24th Michigan Volunteer Infantry
24th Michigan of the Iron Brigade

About Us

History of the 24th Michigan Volunteer Infantry:
  • Became members of the famous Black Hat Battalion (nicknamed the Iron Brigade) after the Battle of Antietam in September 1862; joinging the ranks of the 2nd, 6th and 7th Wisconsin and 19th Indiana
  • They played an important role at the Battle of Gettysburg, and suffered a great deal of casualties along with the other Iron Brigade units 
  • By 1864 there were only 120 members left in the 24th Michigan
  • Their last act as a regiment was to provide a military escort for Abraham Lincoln's funeral procession in Springfield, IL in 1865

This unit served in many of this country's most memorable battles.  They lived up to their nickname of the Iron Brigade through their commitment and courage demonstrated at the Battle of Gettysburg.

The 24th Michigan Volunteer Infantry is a Michigan-based Civil War reenactment group that strives to accurately portray the Union infantryman, especially of the Army of the Potomac. 

             We are proud members of the Black Hat Battalion, an organization of other Iron Brigade reenacting units or units willing to portray the Iron Brigade by donning their distinctive black felt U.S. Army Dress Hats, commonly called Hardee hats.

             We usually do events in Michigan or in the Midwest with one national event, one Living History at Gettysburg National Military Park, and one monument adopt-a-site at Gettysburg each year.
________________________
## [Aim 1]
According to the 24th Michigan page, how many members were left in the regiment by 1864?
## [Aim 2]
Reproduce everything in the 24th Michigan page from "This unit served" down to "Battle of Gettysburg.".

## [Boundary labeling items]
________________________
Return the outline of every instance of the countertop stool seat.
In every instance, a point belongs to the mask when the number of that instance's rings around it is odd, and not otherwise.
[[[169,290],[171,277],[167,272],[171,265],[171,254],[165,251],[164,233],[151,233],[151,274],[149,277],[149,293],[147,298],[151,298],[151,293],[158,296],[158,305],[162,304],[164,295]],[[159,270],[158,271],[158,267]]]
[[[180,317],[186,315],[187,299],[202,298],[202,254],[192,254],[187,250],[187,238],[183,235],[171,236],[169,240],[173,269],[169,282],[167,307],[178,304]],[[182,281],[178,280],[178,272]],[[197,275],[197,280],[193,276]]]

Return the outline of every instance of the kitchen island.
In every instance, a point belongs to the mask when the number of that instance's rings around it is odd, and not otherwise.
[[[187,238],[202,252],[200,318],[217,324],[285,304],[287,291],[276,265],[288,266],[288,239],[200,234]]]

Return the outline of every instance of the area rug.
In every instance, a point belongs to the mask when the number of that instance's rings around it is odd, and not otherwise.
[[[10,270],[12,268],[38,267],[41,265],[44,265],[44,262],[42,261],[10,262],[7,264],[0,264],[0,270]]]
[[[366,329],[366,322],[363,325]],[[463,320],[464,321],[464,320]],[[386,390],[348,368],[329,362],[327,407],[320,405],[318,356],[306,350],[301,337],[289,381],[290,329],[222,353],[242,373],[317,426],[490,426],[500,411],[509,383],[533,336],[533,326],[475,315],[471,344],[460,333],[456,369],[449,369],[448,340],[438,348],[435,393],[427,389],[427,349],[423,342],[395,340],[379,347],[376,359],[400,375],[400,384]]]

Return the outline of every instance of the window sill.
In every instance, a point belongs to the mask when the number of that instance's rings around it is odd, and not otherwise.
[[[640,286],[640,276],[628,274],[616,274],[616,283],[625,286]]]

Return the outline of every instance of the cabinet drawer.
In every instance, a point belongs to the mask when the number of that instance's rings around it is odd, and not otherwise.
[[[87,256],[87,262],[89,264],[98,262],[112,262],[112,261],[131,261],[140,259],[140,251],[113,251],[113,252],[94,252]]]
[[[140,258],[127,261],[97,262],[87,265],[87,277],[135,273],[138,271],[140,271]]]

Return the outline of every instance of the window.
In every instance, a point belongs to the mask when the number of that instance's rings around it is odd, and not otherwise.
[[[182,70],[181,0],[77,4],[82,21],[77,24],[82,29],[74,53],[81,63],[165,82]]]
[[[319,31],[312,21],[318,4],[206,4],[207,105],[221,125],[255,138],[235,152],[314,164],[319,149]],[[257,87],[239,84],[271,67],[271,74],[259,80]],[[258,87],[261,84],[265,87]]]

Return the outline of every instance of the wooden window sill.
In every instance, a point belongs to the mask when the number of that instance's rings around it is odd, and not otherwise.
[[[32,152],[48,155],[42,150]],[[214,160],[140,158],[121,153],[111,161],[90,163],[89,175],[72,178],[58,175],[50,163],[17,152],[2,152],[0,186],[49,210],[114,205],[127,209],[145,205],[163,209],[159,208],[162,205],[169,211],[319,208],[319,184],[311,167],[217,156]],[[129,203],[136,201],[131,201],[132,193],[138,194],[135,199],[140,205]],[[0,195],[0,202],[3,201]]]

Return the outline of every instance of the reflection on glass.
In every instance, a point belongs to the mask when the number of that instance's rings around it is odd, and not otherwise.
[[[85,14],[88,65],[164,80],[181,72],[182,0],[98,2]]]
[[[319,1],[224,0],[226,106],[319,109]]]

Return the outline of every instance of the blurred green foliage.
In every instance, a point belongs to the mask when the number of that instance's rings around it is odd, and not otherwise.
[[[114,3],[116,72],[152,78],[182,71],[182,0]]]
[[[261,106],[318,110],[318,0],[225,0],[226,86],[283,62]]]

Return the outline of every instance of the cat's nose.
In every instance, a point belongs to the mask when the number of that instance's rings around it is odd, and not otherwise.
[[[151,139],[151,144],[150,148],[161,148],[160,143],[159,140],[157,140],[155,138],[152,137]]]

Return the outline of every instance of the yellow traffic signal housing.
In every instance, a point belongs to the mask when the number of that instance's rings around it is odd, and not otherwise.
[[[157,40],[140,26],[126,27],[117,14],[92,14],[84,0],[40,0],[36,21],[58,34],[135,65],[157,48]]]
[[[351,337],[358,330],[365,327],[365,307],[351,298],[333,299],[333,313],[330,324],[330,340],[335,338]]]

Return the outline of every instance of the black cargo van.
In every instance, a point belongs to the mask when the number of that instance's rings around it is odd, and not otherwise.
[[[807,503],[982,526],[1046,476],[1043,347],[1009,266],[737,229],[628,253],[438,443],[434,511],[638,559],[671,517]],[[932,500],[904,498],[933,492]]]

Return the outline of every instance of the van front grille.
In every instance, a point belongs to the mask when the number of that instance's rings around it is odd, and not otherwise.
________________________
## [Reply 1]
Only 120 members were left in the 24th Michigan by 1864.

## [Reply 2]
This unit served in many of this country's most memorable battles.  They lived up to their nickname of the Iron Brigade through their commitment and courage demonstrated at the Battle of Gettysburg.